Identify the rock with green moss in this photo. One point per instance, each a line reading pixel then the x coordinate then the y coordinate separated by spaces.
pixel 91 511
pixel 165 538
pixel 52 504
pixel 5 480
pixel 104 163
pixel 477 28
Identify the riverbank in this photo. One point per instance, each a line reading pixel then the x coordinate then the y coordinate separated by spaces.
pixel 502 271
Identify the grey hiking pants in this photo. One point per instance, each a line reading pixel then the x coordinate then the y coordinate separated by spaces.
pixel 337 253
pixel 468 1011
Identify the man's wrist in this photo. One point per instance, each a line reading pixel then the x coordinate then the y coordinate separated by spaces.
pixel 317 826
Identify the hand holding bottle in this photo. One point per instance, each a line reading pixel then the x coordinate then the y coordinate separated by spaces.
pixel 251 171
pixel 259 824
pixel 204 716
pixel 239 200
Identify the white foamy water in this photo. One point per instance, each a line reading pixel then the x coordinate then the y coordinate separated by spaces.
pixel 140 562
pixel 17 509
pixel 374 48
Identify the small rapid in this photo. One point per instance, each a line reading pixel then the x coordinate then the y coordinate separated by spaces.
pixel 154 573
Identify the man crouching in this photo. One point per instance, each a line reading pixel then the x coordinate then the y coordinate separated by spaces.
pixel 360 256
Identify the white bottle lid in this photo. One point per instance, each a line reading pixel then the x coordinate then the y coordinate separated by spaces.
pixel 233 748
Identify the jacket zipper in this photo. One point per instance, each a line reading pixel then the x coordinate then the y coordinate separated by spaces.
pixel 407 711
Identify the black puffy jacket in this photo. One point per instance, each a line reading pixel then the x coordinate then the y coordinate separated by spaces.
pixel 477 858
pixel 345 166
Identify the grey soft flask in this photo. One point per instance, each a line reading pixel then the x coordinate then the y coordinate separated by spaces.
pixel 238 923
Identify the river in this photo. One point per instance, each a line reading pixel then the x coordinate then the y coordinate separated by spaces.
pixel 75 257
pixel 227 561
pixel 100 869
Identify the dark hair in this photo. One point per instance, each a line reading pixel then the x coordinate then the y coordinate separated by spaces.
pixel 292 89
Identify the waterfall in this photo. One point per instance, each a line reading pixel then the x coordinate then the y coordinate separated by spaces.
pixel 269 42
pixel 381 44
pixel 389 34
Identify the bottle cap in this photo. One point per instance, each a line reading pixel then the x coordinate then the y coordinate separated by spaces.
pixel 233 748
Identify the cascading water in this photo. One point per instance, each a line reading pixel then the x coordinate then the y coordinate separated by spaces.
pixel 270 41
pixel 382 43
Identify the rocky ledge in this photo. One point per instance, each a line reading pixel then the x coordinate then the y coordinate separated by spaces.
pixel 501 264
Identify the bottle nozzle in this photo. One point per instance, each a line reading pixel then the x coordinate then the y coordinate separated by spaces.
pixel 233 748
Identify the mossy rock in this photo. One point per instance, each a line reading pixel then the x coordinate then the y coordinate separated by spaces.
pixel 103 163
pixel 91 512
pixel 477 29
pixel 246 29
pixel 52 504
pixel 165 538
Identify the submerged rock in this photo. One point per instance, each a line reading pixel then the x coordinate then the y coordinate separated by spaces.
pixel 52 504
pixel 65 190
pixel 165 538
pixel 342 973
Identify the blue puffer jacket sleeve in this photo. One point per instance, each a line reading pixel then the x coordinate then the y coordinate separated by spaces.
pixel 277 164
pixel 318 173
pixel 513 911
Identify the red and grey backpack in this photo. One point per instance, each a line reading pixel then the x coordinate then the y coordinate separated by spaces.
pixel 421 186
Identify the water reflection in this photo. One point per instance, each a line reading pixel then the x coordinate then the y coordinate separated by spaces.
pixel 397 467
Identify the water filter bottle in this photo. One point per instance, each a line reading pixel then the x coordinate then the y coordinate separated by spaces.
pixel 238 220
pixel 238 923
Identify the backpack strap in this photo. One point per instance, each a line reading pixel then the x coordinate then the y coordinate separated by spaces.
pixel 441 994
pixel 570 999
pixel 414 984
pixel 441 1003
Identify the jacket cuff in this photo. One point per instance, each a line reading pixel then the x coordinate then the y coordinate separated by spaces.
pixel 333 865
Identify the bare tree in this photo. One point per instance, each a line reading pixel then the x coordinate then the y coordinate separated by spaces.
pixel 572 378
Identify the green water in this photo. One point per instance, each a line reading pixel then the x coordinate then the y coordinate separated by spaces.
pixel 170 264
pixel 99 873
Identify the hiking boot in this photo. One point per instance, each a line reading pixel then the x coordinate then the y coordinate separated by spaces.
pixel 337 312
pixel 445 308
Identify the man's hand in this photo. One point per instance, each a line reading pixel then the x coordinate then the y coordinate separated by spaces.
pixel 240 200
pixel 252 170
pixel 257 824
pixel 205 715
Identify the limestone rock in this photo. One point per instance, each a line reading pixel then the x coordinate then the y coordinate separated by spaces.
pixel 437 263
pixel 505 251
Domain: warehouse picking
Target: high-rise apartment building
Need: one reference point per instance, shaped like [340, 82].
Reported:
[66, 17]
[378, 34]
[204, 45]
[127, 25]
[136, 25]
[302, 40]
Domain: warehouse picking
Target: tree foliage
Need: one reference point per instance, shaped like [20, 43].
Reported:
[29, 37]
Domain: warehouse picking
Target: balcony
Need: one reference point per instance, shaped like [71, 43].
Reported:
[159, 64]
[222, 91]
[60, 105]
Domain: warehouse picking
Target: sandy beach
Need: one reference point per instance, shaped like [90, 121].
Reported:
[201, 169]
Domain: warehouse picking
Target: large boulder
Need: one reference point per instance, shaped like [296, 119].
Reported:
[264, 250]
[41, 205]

===

> _Instructions for the task_
Rewrite all of the material above as a numbered list, one line per item, leaving out any blank lines.

> _Result below_
1. Identify the rock with green moss in this photo. One point per instance, each a line reading pixel then the x coordinate then the y coordinate separated by spaces.
2. pixel 91 511
3. pixel 165 538
4. pixel 52 504
5. pixel 5 480
6. pixel 104 163
7. pixel 477 28
8. Identify the riverbank in this photo. One point per instance, each a line reading pixel then the x coordinate then the y coordinate separated by spaces.
9. pixel 502 271
10. Identify the grey hiking pants in this photo. One point per instance, each a line reading pixel then the x coordinate then the y coordinate separated by spaces.
11. pixel 337 253
12. pixel 468 1011
13. Identify the man's wrist in this photo. One point per instance, each a line reading pixel then the x coordinate then the y coordinate separated by spaces.
14. pixel 317 826
15. Identify the hand holding bottle in this photo. One point per instance, each a line reading pixel then the x coordinate then the y coordinate separated by spaces.
16. pixel 251 171
17. pixel 259 824
18. pixel 204 716
19. pixel 239 200
20. Identify the white foamy water in this photo. One point per instance, each a line reading pixel then the x coordinate then the y coordinate separated by spaces.
21. pixel 140 562
22. pixel 17 509
23. pixel 374 48
24. Identify the small rapid in this photo. One point per instance, each a line reading pixel then the x coordinate then the y coordinate separated by spaces.
25. pixel 154 573
26. Identify the man crouching in this photo. One point per instance, each a line reading pixel then the x coordinate then the y coordinate separated by spaces.
27. pixel 360 256
28. Identify the white bottle lid in this photo. One point per instance, each a line reading pixel then the x coordinate then the y coordinate separated by spaces.
29. pixel 233 748
30. Identify the jacket zipper in this photo. One point per instance, each a line reading pixel then the x coordinate then the y coordinate separated by spaces.
31. pixel 407 711
32. Identify the black puffy jacket in this photo. One point per instance, each a line reading pixel then the x coordinate then the y coordinate separated by spaces.
33. pixel 477 858
34. pixel 345 166
35. Identify the grey soft flask in this photo. One point per instance, each a line reading pixel then the x coordinate then the y coordinate separated by spaces.
36. pixel 238 923
37. Identify the river in this photo. One point per instance, each a line reading pixel then the x coordinate then the y coordinate separated by spaces.
38. pixel 75 257
39. pixel 227 561
40. pixel 100 869
41. Identify the dark hair in this photo. One point per instance, each a line reading pixel then the x coordinate then the y coordinate separated by spaces.
42. pixel 292 89
43. Identify the waterfall in this photo. One point per instance, each a line reading pixel then the x coordinate then the y coordinate separated by spaces.
44. pixel 269 42
45. pixel 381 44
46. pixel 389 34
47. Identify the bottle cap in this photo. One point per instance, each a line reading pixel then the x coordinate then the y coordinate separated by spaces.
48. pixel 233 748
49. Identify the cascading water in this photo. One point per instance, each a line reading pixel then the x coordinate then the y coordinate separated by spaces.
50. pixel 270 41
51. pixel 382 43
52. Identify the rocky ledge in this photo. One point per instance, each a line reading pixel then the x coordinate then the y coordinate separated by spaces.
53. pixel 501 264
54. Identify the bottle nozzle in this photo. One point per instance, each a line reading pixel then the x coordinate then the y coordinate separated by spaces.
55. pixel 233 748
56. Identify the mossy rock in this photo. One point per instance, each a line reading pixel then the x coordinate then the y coordinate separated by spaces.
57. pixel 103 163
58. pixel 91 512
59. pixel 477 29
60. pixel 246 29
61. pixel 52 504
62. pixel 165 538
63. Identify the submerged rock in this photo. One point per instance, each a line reading pixel then the x coordinate then the y coordinate separated by spaces.
64. pixel 52 504
65. pixel 65 190
66. pixel 165 538
67. pixel 342 973
68. Identify the blue puffer jacket sleeve in this photo. One point per instance, each a line reading pixel then the x coordinate then the y coordinate separated by spaces.
69. pixel 277 164
70. pixel 318 173
71. pixel 513 911
72. Identify the red and grey backpack in this photo. One point per instance, each a line reading pixel then the x coordinate then the y coordinate separated by spaces.
73. pixel 421 186
74. Identify the water reflection in this photo. One point per instance, each a line reading pixel then the x coordinate then the y coordinate separated by spaces.
75. pixel 397 467
76. Identify the water filter bottle in this photo. One point per instance, each a line reading pixel then the x coordinate then the y coordinate separated by spaces.
77. pixel 238 220
78. pixel 238 923
79. Identify the backpack strap in this photo. One point per instance, each a line reading pixel then the x coordinate then the y coordinate separated by spaces.
80. pixel 441 994
81. pixel 570 999
82. pixel 414 984
83. pixel 441 1003
84. Identify the jacket cuff in this photo. One point per instance, each a line reading pixel then the x coordinate then the y coordinate separated by spaces.
85. pixel 333 865
86. Identify the bare tree in this photo. One point per instance, each a line reading pixel then the x coordinate then the y coordinate separated by spaces.
87. pixel 572 378
88. Identify the green water in this photo. One point per instance, each a line reading pixel then the x coordinate then the y coordinate separated by spaces.
89. pixel 170 264
90. pixel 99 873
91. Identify the hiking boot in this photo. One point per instance, each a line reading pixel then the x coordinate then the y coordinate separated by spaces.
92. pixel 337 312
93. pixel 445 308
94. Identify the man's hand in this photo. One point per instance, each a line reading pixel then the x coordinate then the y coordinate separated by spaces.
95. pixel 240 200
96. pixel 252 170
97. pixel 257 824
98. pixel 205 715
99. Identify the limestone rock in this photo. One point per instance, each a line reading pixel then the x coordinate then the y coordinate separated by spaces.
100. pixel 437 263
101. pixel 505 251
102. Domain: warehouse picking
103. Target: high-rise apartment building
104. Need: one reference point per instance, shaped like [340, 82].
105. Reported:
106. [66, 17]
107. [378, 34]
108. [204, 45]
109. [127, 25]
110. [136, 25]
111. [302, 40]
112. Domain: warehouse picking
113. Target: tree foliage
114. Need: one reference point per instance, shaped like [20, 43].
115. Reported:
116. [29, 37]
117. Domain: warehouse picking
118. Target: balcony
119. Need: one reference point per instance, shaped like [71, 43].
120. Reported:
121. [159, 64]
122. [222, 91]
123. [60, 105]
124. Domain: warehouse picking
125. Target: sandy beach
126. Need: one reference point per instance, shaped like [90, 121].
127. Reported:
128. [201, 169]
129. Domain: warehouse picking
130. Target: large boulder
131. Need: one reference point per instance, shaped like [296, 119].
132. Reported:
133. [264, 250]
134. [41, 205]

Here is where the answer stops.